There are two primary types of insulation installations: continuous insulation and cavity insulation. Continuous insulation spans across structures without interruptions and is commonly installed on the exterior of the home. In contrast, cavity insulation is located within wall cavities, fitting between framing members. Insulation materials include fiberglass, cellulose, foam, and natural fibers, each offering unique benefits. These may be applied in rigid sheets, rolled from batts, blown as loose material, or sprayed in an expanding foam.  The U.S. Department of Energy offers a comprehensive guide to insulation materials, helping homeowners and builders choose the best options for their needs.  

Heating and Cooling Homes  

An important goal for a home is to maintain an indoor temperature that is safe and comfortable, and at the same time, affordable. There are different challenges to maintaining comfortable temperatures in winter and summer, but the principles are the same. Heat will flow from hot to cold, and the flow is faster when the temperature differences are the highest. 

  

On a spring day when it is 64° F outside and the house is 68° F inside, there is only a 4° difference, and the heat flow is minimal.   

However, on a colder day when it is 35° F outside, the temperature difference increases to 33°. This larger difference causes the house to lose its heat at a more rapid rate, requiring greater energy input into the home to maintain the same indoor temperature.

Coordinate annotation entries
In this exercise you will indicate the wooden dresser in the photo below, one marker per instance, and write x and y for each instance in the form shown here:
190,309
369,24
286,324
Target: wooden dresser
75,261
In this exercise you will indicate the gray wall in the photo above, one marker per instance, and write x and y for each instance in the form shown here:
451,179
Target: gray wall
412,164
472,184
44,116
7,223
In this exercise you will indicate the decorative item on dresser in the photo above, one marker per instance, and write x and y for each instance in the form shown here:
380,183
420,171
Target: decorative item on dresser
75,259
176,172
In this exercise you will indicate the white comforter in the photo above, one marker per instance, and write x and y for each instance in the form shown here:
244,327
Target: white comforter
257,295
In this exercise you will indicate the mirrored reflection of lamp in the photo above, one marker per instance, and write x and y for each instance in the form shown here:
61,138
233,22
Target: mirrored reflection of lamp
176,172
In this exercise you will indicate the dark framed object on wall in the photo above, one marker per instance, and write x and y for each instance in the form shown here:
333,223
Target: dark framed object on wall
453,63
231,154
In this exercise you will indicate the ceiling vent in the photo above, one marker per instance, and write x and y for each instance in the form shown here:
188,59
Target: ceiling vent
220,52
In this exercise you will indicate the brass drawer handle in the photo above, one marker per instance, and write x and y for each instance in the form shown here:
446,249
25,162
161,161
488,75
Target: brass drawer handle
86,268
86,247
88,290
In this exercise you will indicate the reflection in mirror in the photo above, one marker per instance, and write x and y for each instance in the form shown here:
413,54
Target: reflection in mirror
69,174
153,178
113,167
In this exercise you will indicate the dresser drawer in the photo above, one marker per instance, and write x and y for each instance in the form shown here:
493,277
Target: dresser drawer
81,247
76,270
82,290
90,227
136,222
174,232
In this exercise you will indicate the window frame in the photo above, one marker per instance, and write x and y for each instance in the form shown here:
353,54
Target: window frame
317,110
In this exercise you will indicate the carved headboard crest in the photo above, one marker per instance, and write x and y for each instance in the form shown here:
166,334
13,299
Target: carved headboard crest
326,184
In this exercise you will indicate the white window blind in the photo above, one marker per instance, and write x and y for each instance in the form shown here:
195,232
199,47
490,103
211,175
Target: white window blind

• _Problem details_
Please reproduce the passage on home insulation and heating in full, word for word.

• _Complete output_
There are two primary types of insulation installations: continuous insulation and cavity insulation. Continuous insulation spans across structures without interruptions and is commonly installed on the exterior of the home. In contrast, cavity insulation is located within wall cavities, fitting between framing members. Insulation materials include fiberglass, cellulose, foam, and natural fibers, each offering unique benefits. These may be applied in rigid sheets, rolled from batts, blown as loose material, or sprayed in an expanding foam.  The U.S. Department of Energy offers a comprehensive guide to insulation materials, helping homeowners and builders choose the best options for their needs.  

Heating and Cooling Homes  

An important goal for a home is to maintain an indoor temperature that is safe and comfortable, and at the same time, affordable. There are different challenges to maintaining comfortable temperatures in winter and summer, but the principles are the same. Heat will flow from hot to cold, and the flow is faster when the temperature differences are the highest. 

  

On a spring day when it is 64° F outside and the house is 68° F inside, there is only a 4° difference, and the heat flow is minimal.   

However, on a colder day when it is 35° F outside, the temperature difference increases to 33°. This larger difference causes the house to lose its heat at a more rapid rate, requiring greater energy input into the home to maintain the same indoor temperature.